- **The request**: Convert the lines of the items below into a JSON list of strings, one string per line and no entries for blank lines. Start at the line containing "TARGET: fence post" and go through the end of the items.

Pointing dataset items
┌──

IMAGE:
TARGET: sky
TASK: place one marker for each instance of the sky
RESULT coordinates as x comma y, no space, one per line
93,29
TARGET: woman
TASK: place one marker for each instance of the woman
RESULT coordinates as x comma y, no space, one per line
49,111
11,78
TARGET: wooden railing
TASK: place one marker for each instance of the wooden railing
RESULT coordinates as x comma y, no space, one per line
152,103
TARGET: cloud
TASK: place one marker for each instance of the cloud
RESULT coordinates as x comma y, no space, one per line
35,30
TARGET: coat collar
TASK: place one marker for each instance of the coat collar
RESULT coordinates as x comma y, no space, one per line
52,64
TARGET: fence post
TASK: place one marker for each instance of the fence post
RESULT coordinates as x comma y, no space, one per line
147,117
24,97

└──

- **Result of this task**:
[
  "TARGET: fence post",
  "TASK: place one marker for each instance of the fence post",
  "RESULT coordinates as x comma y, no space, one per line",
  "147,117",
  "24,97"
]